**EXERCISE OBJECTIVE**
The required answer is the data below, restated word for word with images omitted.

Collected data entries:
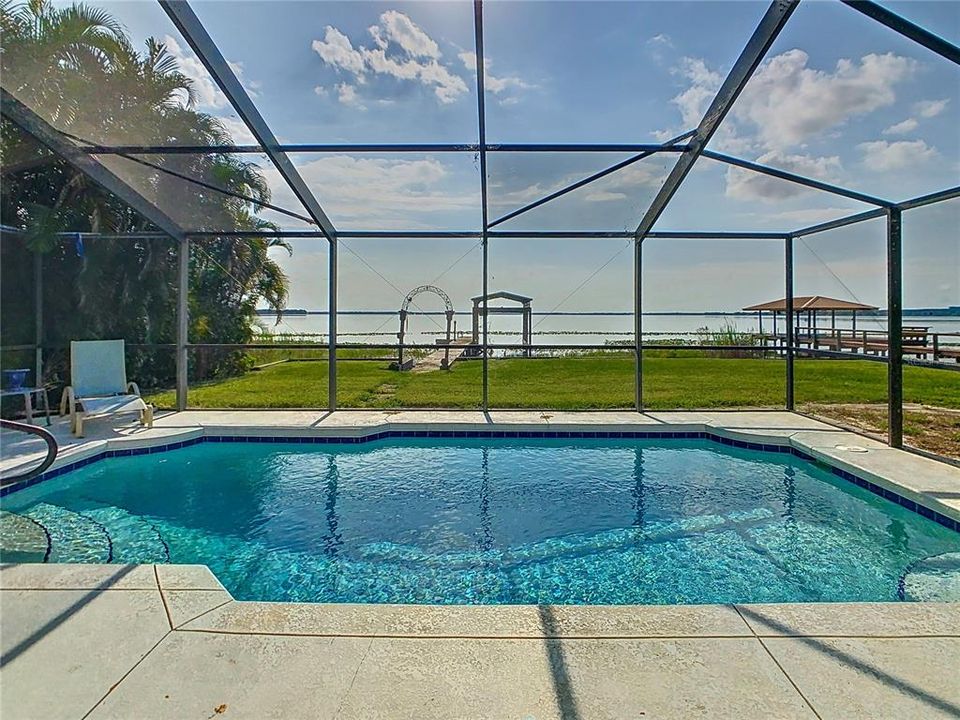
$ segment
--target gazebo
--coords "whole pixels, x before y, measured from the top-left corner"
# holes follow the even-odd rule
[[[763,334],[763,314],[765,312],[773,313],[773,336],[777,336],[777,316],[780,313],[787,313],[787,299],[771,300],[760,303],[759,305],[750,305],[743,308],[744,311],[754,311],[757,313],[757,329]],[[876,310],[876,305],[864,305],[863,303],[850,302],[849,300],[840,300],[838,298],[825,297],[823,295],[800,295],[793,298],[793,315],[796,318],[796,327],[800,328],[800,320],[803,313],[807,314],[806,330],[811,335],[816,335],[817,315],[821,312],[830,313],[830,329],[837,329],[837,311],[850,313],[851,330],[857,329],[857,313],[863,311]]]
[[[530,353],[530,339],[533,335],[533,324],[531,323],[531,318],[533,316],[533,308],[531,303],[533,302],[532,297],[526,295],[520,295],[519,293],[507,292],[505,290],[499,290],[493,293],[487,293],[486,295],[477,295],[476,297],[470,298],[473,302],[473,342],[474,344],[480,343],[480,316],[483,312],[484,300],[488,303],[491,300],[511,300],[512,302],[518,303],[520,307],[490,307],[487,306],[487,315],[523,315],[523,329],[520,333],[520,342],[523,344],[525,352]],[[486,342],[486,338],[484,338]]]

**WRITTEN RESPONSE**
$ segment
--target gazebo
--coords "whole pixels, x before y, measured from the top-left corner"
# holes follow the even-odd rule
[[[763,334],[763,314],[765,312],[773,313],[773,336],[777,336],[777,316],[780,313],[787,313],[787,299],[771,300],[760,303],[759,305],[750,305],[743,308],[744,311],[754,311],[757,313],[757,329]],[[876,310],[876,305],[864,305],[863,303],[850,302],[849,300],[840,300],[838,298],[825,297],[823,295],[800,295],[793,298],[793,315],[796,318],[796,327],[800,328],[800,320],[803,313],[807,314],[806,330],[811,335],[816,335],[817,315],[821,312],[830,313],[830,329],[837,329],[837,311],[850,313],[851,330],[857,329],[857,313],[863,311]]]
[[[530,353],[530,339],[533,335],[533,324],[531,323],[531,318],[533,316],[533,308],[531,303],[533,302],[532,297],[526,295],[520,295],[519,293],[507,292],[505,290],[499,290],[493,293],[487,293],[486,295],[477,295],[476,297],[470,298],[473,302],[473,342],[474,344],[480,343],[480,316],[483,312],[484,300],[488,303],[491,300],[511,300],[512,302],[518,303],[520,307],[490,307],[487,306],[487,315],[523,315],[523,329],[520,333],[520,342],[523,344],[525,352]],[[486,342],[486,338],[484,338]]]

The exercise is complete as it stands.